## Vos tâches
**a)** Dans le texte sur la collection Harmattan BD, combien de chapitres compte l'album Thembi et Jetje, Tisseuses de l'arc-en-ciel ?
**b)** D'après le texte sur la collection Harmattan BD, pourquoi l'histoire racontée dans l'album s'arrête-t-elle en 2010 ?
**c)** Prolongez le texte sur la collection Harmattan BD à partir de sa dernière phrase.

## Texte choisi

--- --- ---

« Harmattan BD » est une collection créée par Christophe Cassiau-Haurie, que les visiteurs et lecteurs d’Africultures (1)connaissent bien. Spécialiste incontestable et incontesté de la bande dessinée africaine, il a publié de nombreux articles et ouvrages sur le sujet. Le dernier en date, Quand la BD d’Afrique s’invite en Europe, Répertoire analytique, vient de paraître aux Éditions L’Harmattan. Passer de la critique à la pratique éditoriale n’est cependant pas aisé. Il faut faire des choix, imprimer une ligne à la collection et ne jamais relâcher ses efforts pour atteindre le but fixé. Même si le titre de la collection reste neutre, l’objectif est double : mieux faire connaître les auteurs africains au public européen général et atteindre, grâce à l’image et la logistique d’une maison d’édition connue pour ses publications sur l’Afrique, le public africain lui-même. Reconnaissons que les moyens ont été mis pour réussir : impression de qualité et surtout – il faut le souligner pour une maison d’édition dont le prix des ouvrages est parfois dissuasif – prix abordable, aligné sur ceux des concurrents. Ceci dit, percer le marché africain n’est pas facile et l’édition de la bande dessinée se heurte aux mêmes écueils, commerciaux, financiers, culturels que ceux de la littérature générale. Pourtant, la BD est, à n’en pas douter, un des supports les plus à même d’atteindre la jeunesse et de débattre avec elle de l’avenir du continent africain. De son avenir. Le dernier titre de la collection (2), Thembi et Jetje, Tisseuses de l’arc-en-ciel, en est le meilleur exemple.
Écrit par un scénariste unique, Christophe Edimo, et réalisée par neuf dessinateurs/rices (Batoule Alimam, Bozena Augustyn, Samuel Daina, Adjim Danngar (3), Armella Leunig, Simon Mbumbo (4), Brahim Rais, Brice Reignier et Didier Viodé), l’album décline en dix chapitres l’histoire de l’Afrique du Sud, de la libération de Nelson Mandela en 1990 à nos jours, c’est-à-dire en 2010, date de l’écriture du récit. Vingt ans de la naissance d’une nouvelle nation, celle que l’archevêque Desmond Tutu, Prix Nobel de la paix en 1984, avait appelée – dans un lyrisme quasi biblique – la nation « Arc-en-ciel » : « Nous, représentants de diverses cultures, langues et races, nous devenons une seule nation. Nous sommes le peuple divin de l’arc-en-ciel ». Une nation de toutes les couleurs, multiraciale et multiculturelle. Le creuset d’une nouvelle société, qui, si l’expérience réussit, pourrait devenir un exemple pour l’Afrique et pour le monde entier.

--- --- ---

## Données fournies
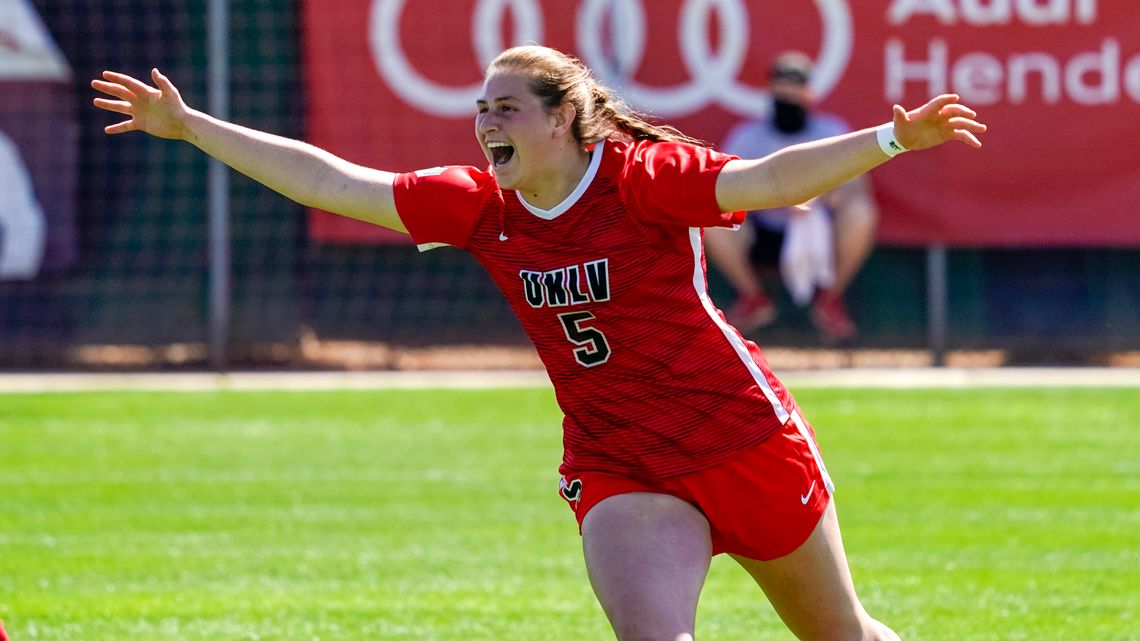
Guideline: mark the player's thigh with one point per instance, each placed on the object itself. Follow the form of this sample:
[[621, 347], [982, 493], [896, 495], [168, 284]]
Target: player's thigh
[[646, 556], [811, 589]]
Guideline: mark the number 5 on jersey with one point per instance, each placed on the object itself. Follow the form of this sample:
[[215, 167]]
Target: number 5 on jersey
[[592, 347]]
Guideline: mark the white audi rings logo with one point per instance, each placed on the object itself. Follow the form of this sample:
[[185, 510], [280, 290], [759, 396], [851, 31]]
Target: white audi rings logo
[[714, 75]]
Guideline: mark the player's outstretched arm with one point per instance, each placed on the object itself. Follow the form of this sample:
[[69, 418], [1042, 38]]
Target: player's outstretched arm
[[306, 173], [801, 172]]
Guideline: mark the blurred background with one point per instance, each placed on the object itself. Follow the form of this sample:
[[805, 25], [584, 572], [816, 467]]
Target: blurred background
[[128, 253]]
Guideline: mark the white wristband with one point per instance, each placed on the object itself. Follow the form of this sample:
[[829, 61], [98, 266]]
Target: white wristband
[[887, 140]]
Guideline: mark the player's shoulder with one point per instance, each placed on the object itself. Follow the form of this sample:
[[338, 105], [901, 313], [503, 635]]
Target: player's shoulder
[[454, 175]]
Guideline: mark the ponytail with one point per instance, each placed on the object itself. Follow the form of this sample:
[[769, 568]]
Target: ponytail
[[558, 78]]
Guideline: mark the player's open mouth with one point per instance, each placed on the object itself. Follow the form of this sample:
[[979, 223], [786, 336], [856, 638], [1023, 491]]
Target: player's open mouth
[[501, 153]]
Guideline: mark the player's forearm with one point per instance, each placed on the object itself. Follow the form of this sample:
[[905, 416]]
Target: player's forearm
[[298, 170], [798, 173]]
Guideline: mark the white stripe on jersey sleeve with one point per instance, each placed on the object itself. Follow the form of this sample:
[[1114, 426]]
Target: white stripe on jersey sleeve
[[734, 339]]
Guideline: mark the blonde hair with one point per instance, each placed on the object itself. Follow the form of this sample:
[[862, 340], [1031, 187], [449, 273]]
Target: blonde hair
[[556, 78]]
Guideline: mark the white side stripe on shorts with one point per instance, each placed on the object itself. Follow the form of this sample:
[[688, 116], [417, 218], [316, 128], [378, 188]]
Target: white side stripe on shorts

--- --- ---

## Réponses aux exercices
**a)** Dix chapitres.

**b)** L'album retrace l'histoire de l'Afrique du Sud depuis la libération de Nelson Mandela en 1990 jusqu'à « nos jours ». Ces « jours » correspondent à 2010, l'année où le récit a été écrit.

**c)**
C’est le lent et parfois douloureux apprentissage du « vivre ensemble » entre Blancs et Noirs (les autres communautés, ainsi l’asiatique, ne sont pas abordées) que l’on suit à travers deux familles, celle de la jeune Afrikaner Jetje et celle de la grand-mère ndébélé Thembi. En 1990, les Blancs se sentent trahis quand le président De Klerk annonce la légalisation de l’ANC (African National Congress) et la libération de son leader historique Nelson Mandela. En 1994, ce dernier devient le premier président noir d’Afrique du Sud. Le régime de l’apartheid a vécu. Mais contrairement à ce qui s’est passé dans les anciennes colonies d’Afrique – et ce, malgré l’incroyable dureté du régime d’apartheid qui vient de se terminer et les vingt-sept ans de rétention qu’il a lui-même subis – Mandela en appelle à la réconciliation entre les anciens ennemis, commande la coexistence pacifique, davantage encore la collaboration entre les communautés, et invite les anciens « maîtres » à demeurer et à construire une société de justice et d’égalité.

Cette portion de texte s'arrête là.